— Dataset extract —
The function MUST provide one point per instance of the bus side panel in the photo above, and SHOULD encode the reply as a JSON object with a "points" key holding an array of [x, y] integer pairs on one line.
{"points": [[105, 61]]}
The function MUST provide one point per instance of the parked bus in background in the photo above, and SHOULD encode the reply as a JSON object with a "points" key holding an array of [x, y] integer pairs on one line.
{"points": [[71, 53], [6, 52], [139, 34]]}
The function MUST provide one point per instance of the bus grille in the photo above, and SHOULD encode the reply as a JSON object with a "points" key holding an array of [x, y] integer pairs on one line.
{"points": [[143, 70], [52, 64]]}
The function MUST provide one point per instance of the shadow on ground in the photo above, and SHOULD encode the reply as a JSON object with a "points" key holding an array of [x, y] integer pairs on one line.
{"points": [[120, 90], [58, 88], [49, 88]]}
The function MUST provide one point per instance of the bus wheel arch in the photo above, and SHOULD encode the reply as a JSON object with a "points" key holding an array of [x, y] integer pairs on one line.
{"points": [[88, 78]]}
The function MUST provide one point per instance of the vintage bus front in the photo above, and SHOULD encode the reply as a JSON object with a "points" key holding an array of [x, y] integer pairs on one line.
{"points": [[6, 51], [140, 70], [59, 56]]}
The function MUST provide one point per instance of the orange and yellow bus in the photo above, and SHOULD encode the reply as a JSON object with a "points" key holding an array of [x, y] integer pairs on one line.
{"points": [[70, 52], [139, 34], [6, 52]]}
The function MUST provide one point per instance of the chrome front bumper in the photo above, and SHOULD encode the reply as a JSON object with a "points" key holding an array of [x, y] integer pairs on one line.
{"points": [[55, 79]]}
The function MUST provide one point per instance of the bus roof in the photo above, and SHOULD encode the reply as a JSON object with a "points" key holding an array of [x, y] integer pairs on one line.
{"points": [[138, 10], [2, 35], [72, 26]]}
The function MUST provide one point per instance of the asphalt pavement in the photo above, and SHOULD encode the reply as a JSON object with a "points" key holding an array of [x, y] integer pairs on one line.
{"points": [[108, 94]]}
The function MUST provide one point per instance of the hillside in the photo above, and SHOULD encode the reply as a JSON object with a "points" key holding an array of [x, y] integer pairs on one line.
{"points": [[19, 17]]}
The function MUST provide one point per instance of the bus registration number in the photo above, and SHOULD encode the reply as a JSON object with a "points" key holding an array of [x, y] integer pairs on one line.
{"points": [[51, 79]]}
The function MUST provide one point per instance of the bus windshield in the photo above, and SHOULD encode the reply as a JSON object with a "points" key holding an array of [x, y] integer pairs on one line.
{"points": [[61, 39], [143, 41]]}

— Written instruction —
Reproduce all of the records above verbatim, keeping them in their original order.

— Answer to the exercise —
The function MUST provide one point per instance of the bus side panel in the photo above, and SHOULD encode the reply as a JSON object with a "points" key holding an array of [x, y] integer pairs on one line.
{"points": [[105, 61]]}
The function MUST provide one point per instance of the parked bus in background in the photo above, and SHOULD encode the reply as a JSON object with a "points" key holding an array of [x, y] integer pairs on one line.
{"points": [[71, 53], [6, 52], [139, 34]]}
The function MUST provide one point per instance of the bus grille in the photo above, and SHOULD encode the reply as a JSON object with a "points" key holding an array of [x, y] integer pairs on one line.
{"points": [[143, 70], [52, 64]]}
The function MUST provide one point per instance of the shadow on ground in the photo above, and SHOULD encode the reply as a JSON object with a "points" key holding an array of [x, y] integer pairs on one line.
{"points": [[120, 90], [58, 88], [49, 88]]}
The function MUST provide one point per instance of the bus wheel arch in the photo above, and SHOULD encode the reply as a JSON object with a "points" key holding an array of [x, y] integer pairs on one line.
{"points": [[88, 78]]}
The function MUST provide one point per instance of the vintage bus front in the photo above, and SHOULD encode the reply as a JSON object with a "points" key holding an array of [x, y] integer pairs on one line.
{"points": [[6, 51], [140, 70], [59, 56]]}
The function MUST provide one point per instance of the orange and yellow bus in the photo above, and SHOULD encode the reply as a JSON object with a "points" key holding an array of [x, y] integer pairs on one line.
{"points": [[70, 52], [139, 34], [6, 52]]}
The function MUST provide one point per instance of the chrome front bumper in the photo above, and SHOULD encode the reply as a JSON object with a "points" key holding an array of [x, y] integer pairs on one line.
{"points": [[55, 79]]}
The function MUST provide one point per instance of the bus roof in the photo above, and SHOULD encode the reply as a JSON object with a "points" key holding an array of [x, y] integer pairs on one line.
{"points": [[138, 10], [2, 35], [72, 26]]}
The function MUST provide one point per instance of the asphalt pavement in the photo above, and SHOULD encode the reply as a JSON object with a "points" key holding an array of [x, y] integer pairs on one line.
{"points": [[108, 94]]}
The function MUST provide one point per instance of the hillside in the photo above, and SHOULD encode the reply as a JSON object with a "points" key holding an array of [x, y] integer pairs on one line.
{"points": [[19, 17]]}
The function MUST provide one point per instance of the bus registration number in the photo above, and SHOULD encode the reply as a JSON object with a "points" key holding an array of [x, y] integer pairs on one line.
{"points": [[51, 79]]}
The function MUST provide one point per instance of the bus windshield in the photo above, and SHOULD encode the reply as a JSON object with a "points" key holding an array of [x, y] integer pairs on one line.
{"points": [[61, 39], [143, 41]]}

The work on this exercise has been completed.